待辦任務:
**A)** 請將這篇紡織城回憶文從“紡織城修建前的兩個大單位”一直到“南征地,要建立第二陸軍醫院。”的部分重寫一遍，並把其中的“鷂子嶺”一律替換成“鷂子崗”。
**B)** 用兩句話概括這篇紡織城回憶文。

### 文本節選

留在紡織城的足跡 文/張君祥


留在紡織城的足跡 文/張君祥

1954年,作者的愛人(右)和工友入廠工作照。


留在紡織城的足跡 文/張君祥

1961年,作者與愛人在半坡博物館留影。

建紡織城那會兒,我還是個十多歲的孩子,現已古稀,紡織城的幾個紡織廠已搬遷到灞河東岸洪慶地區。我家住在紡織城旁邊的南牛寺村,紡織城曾留下我無數的足跡。

紡織城修建前的兩個大單位

為什麼將紡織城選在滻河東岸的白鹿原腳下,與先期的灞橋熱電廠和陸軍二院這兩個大單位有關。

灞橋熱電廠的徵地,是民國時期的事情。1947年,灞橋熱電廠就開始徵地了。這塊地方叫“鷂子嶺”,嶺北邊有條“墊溝”,溝下邊就是官廳村,溝上邊是草灘村;草灘村南邊有個“草灘冢”,從“墊溝”上來,行至“草灘冢”之西,向南有一條能行馬車的大路(今電廠東路),再向南走約一里,向東南方向拐去,直達新寺村。中途還要經過最危險的地段——“狼窩口”(今唐都醫院南門)。

“鷂子嶺”北邊的耕地,多屬於官廳、草灘等村所有;“鷂子嶺”南邊的耕地,多屬窯園(永豐)、樑家街諸村耕地。為了各自村民利益,嶺北地域和嶺南地域曾發生過爭執。最終,灞橋熱電廠的廠址落定“鷂子嶺”之北。

我們南牛寺村的郭家祖墳,就在熱電廠北門之東不遠處,為了建熱電廠,郭家祖墳也被搬遷了。

第二陸軍醫院(今唐都醫院),是紡織城地區建設最早最快的一個單位。1951年夏,朝鮮戰爭進入最緊張的時期——為了及時搶救從前線送來的負傷的志願軍,政府將快要熟了的麥子割倒,急速在席王村村西卞家村村南征地,要建立第二陸軍醫院。

######
### 資料列表

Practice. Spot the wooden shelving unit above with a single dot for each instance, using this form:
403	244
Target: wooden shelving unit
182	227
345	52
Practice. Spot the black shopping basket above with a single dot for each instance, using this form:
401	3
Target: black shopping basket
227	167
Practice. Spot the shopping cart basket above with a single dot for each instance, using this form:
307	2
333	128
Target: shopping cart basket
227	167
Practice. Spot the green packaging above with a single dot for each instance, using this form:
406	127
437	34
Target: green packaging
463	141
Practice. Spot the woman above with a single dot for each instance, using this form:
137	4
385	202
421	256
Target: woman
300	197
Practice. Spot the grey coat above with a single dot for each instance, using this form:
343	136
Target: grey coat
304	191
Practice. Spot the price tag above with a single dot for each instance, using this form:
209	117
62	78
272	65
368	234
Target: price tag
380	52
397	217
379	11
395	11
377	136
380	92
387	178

######

答案清單:
**A)**
紡織城修建前的兩個大單位

為什麼將紡織城選在滻河東岸的白鹿原腳下,與先期的灞橋熱電廠和陸軍二院這兩個大單位有關。

灞橋熱電廠的徵地,是民國時期的事情。1947年,灞橋熱電廠就開始徵地了。這塊地方叫“鷂子崗”,嶺北邊有條“墊溝”,溝下邊就是官廳村,溝上邊是草灘村;草灘村南邊有個“草灘冢”,從“墊溝”上來,行至“草灘冢”之西,向南有一條能行馬車的大路(今電廠東路),再向南走約一里,向東南方向拐去,直達新寺村。中途還要經過最危險的地段——“狼窩口”(今唐都醫院南門)。

“鷂子崗”北邊的耕地,多屬於官廳、草灘等村所有;“鷂子崗”南邊的耕地,多屬窯園(永豐)、樑家街諸村耕地。為了各自村民利益,嶺北地域和嶺南地域曾發生過爭執。最終,灞橋熱電廠的廠址落定“鷂子崗”之北。

我們南牛寺村的郭家祖墳,就在熱電廠北門之東不遠處,為了建熱電廠,郭家祖墳也被搬遷了。

第二陸軍醫院(今唐都醫院),是紡織城地區建設最早最快的一個單位。1951年夏,朝鮮戰爭進入最緊張的時期——為了及時搶救從前線送來的負傷的志願軍,政府將快要熟了的麥子割倒,急速在席王村村西卞家村村南征地,要建立第二陸軍醫院。

**B)** 作者家住紡織城旁的南牛寺村，紡織城曾留下作者無數的足跡，如今那裡的幾個紡織廠已搬遷到灞河東岸洪慶地區。紡織城選在滻河東岸的白鹿原腳下，與先期的灞橋熱電廠和第二陸軍醫院有關：熱電廠於1947年開始徵地，廠址落定“鷂子嶺”之北；醫院則在1951年夏為及時搶救前線送來的負傷志願軍而急速徵地興建。